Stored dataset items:
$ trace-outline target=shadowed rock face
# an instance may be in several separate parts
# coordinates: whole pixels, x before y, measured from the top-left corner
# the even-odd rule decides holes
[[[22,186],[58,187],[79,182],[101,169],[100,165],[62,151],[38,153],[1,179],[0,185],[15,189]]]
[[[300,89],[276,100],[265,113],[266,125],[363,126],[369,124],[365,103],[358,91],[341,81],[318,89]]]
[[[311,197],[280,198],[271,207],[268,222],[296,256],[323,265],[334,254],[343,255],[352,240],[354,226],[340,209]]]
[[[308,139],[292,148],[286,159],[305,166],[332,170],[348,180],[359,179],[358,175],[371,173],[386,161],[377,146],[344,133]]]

* * *

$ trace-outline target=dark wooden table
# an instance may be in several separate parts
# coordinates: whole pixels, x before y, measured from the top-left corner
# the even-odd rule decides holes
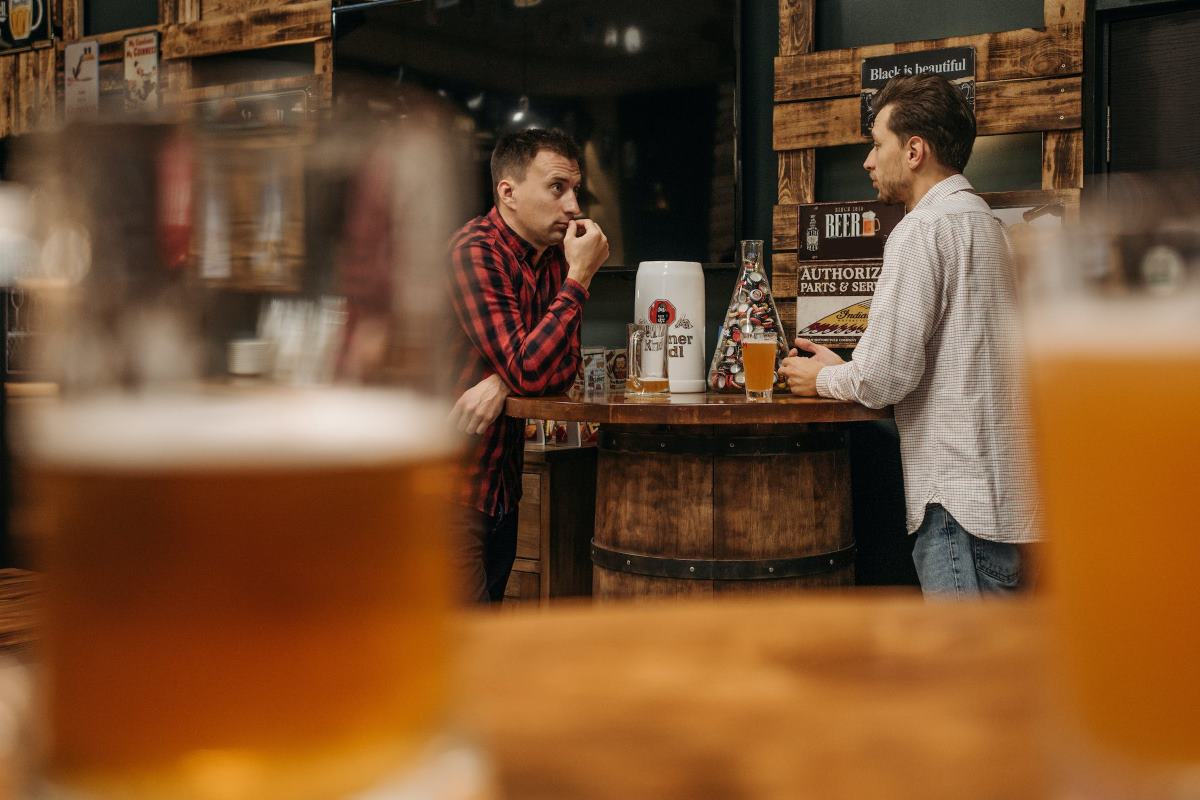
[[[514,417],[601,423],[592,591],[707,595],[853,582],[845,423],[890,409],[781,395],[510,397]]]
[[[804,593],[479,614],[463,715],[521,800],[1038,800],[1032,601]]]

__Task goal__
After reading the entries above, report the number of lines that include the string "trace". Give no other text.

__The completed task__
2